The task.
Please write out every line of the listing without alteration, but omit the images.

Extracted records.
━━━

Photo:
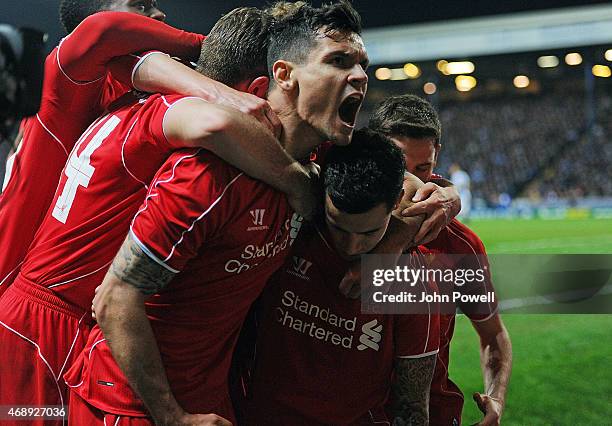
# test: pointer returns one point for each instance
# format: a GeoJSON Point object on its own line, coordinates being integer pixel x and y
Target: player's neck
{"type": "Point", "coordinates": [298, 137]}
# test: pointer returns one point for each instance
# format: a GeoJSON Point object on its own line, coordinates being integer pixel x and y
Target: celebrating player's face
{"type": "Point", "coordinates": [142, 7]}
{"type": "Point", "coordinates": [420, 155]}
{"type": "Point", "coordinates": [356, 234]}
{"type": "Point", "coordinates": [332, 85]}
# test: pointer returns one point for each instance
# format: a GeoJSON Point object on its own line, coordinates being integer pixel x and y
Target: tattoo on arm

━━━

Exercise response.
Photo:
# test: pointer returns one point for each instance
# format: a GeoJSON Point object on its own line, coordinates being integer pixel x and y
Target: player's neck
{"type": "Point", "coordinates": [298, 137]}
# test: pointer returns one point for each instance
# format: a GeoJSON Point object on its own line, coordinates being integer pixel x and y
Target: celebrating player's face
{"type": "Point", "coordinates": [142, 7]}
{"type": "Point", "coordinates": [420, 155]}
{"type": "Point", "coordinates": [356, 234]}
{"type": "Point", "coordinates": [332, 85]}
# test: pointer returns one point for each instance
# format: a GeoJSON Point object on its own line, coordinates being integer pixel x and y
Target: tattoo on arm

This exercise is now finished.